TEXT BLOCK:

#  >  > Living And Legal Affairs In Thailand >  >  > Doing Things Legally >  >  > Williams Legal Section >  >  SunBelt Lawyers in Chiang Mai

## harrybarracuda

I have a mate who is soon to retire to Chiang Mai. He has "paid" for a house and has a "letter of permission to live in it". I told him that he should at least be able to get the infamous Yellow Book as proof of ownership, to make sure he doesn't get shafted (that's if he hasn't been already).

I intended to point him at Sunbelt, as they've been doing shit like this for years, and they also do the whole residency application thing (he can afford it).

But when you go to Sunbelt Chiang Mai's website, all of a sudden it now points to "Lanna Associates" - with no Chiang Mai office visible.

Anyone have any comments on Sunbelt, or know the background to the sudden change?

Cheers,
Harry

----------


## Marmite the Dog

> Anyone have any comments on Sunbelt


Yes, but they're all libellous.

----------


## Spin

> and they also do the whole residency application thing


I think you need 4 years back to back visa extensions before they will even take your application, regardless of coinage status.

----------


## Happy As Larry

Their website states "formerly Sunbelt Lanna" so it would appear it was a joint venture of sorts then. Perhaps  Sunbelt have sold their interest.
Also at the bottom of the site if more information is required of their services then their e-mail address is info@sunbelt-chiangmai.com

----------


## harrybarracuda

> Originally Posted by harrybarracuda
> 
> Anyone have any comments on Sunbelt
> 
> 
> Yes, but they're all libellous.


Care to PM me?

----------


## harrybarracuda

> Originally Posted by harrybarracuda
> 
>  and they also do the whole residency application thing
> 
> 
> I think you need 4 years back to back visa extensions before they will even take your application, regardless of coinage status.

INFORMATION SUPPLIED:

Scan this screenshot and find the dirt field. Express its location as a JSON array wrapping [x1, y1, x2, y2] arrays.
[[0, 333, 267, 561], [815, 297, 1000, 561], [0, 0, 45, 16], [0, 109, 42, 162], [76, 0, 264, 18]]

OBJECTIVE 1: In the forum thread about SunBelt lawyers in Chiang Mai, what name does Sunbelt Chiang Mai's website now point to?
OBJECTIVE 2: Pick up the forum thread about SunBelt lawyers in Chiang Mai from where it stops.
The material has nothing to do with the forum thread about SunBelt lawyers in Chiang Mai.

TASK ANSWER 1: Lanna Associates.

TASK ANSWER 2:
_Mea Culpa_, I meant retirement visa.

----------


## Mojo

Yellow book does not indicate ownership of the house. Not does blue book. They are just what they are called i.e. house registration books that include the names of the people that have registered into that address. Blue one is only for Thais and yellow is issued to foreigners.

Also good to remember that foreigner can not own land in Thailand period. So your friends options are 30 years lease (yes 30 years is max and any options depend on the owner being willing to renew) or do usufruct of whatever it's called. Also company route could be doable but many advice against it nowadays.

The procedure of preparing the documents to secure your friend is not that complicated and something that Sunbelt and Isan lawyers do all the time.

I've used Sunbelt in Bangkok myself to check land titles and to draft sales contracts and while they did not dispatch their top gun expat team for the work they did what they promised to do with very reasonable cost.

----------


## DrAndy

> he should at least be able to get the infamous Yellow Book as proof of ownership,


as said above, the yellow book is proof of residency in that house

but to secure his investment all he needs to do is get his name put on the deeds, no need for lawyers, the land office will help you do that

then the house cannot be sold without his signature

----------


## harrybarracuda

^ and ^^ Thanks for the comments, I think I've persuaded him to stop off in Bangers and go and see Sunbelt on his way through. 

I understand the Usufruct is the way to go, because he's no spring chicken, and at his age he can bequeath it to his sons for the duration of the lease. Does that sound correct?

----------


## DrB0b

> as said above, the yellow book is proof of residency in that house


My name is in my ex's blue book. I've never understood quite what that meant. The name is in Thai transliteration. They spelled my middle name, which is Francis, as ฝรั่ง which at least finally explains why Thais I've known for 10+ years refer to me as ฝรั่ง when they think I can't understand what they're saying :Roll Eyes (Sarcastic): . Does my name in the Tabien Baan also mean residency in that house (which is not true for either of us)? What's the difference between that and having a yellow book?

As for Sunbelt, I tried to use them once. I wanted to go to court to legitimize my child. They told me, after I ran the gamut of lazy fucks who couldn't even be bothered to talk to me, that all I needed to do was to use their service to get a passport for the kid from my home country. This was about as wrong as it's possible to get. In my experience they are both ignorant and incompetent and have no interest in anything but screwing you for property services you don't need. In the end I got a Thai lawyer, his fees were just as expensive as Sunbelts but, unlike Sunbelt, he had the inestimable advantage of understanding Thai law and getting the job done.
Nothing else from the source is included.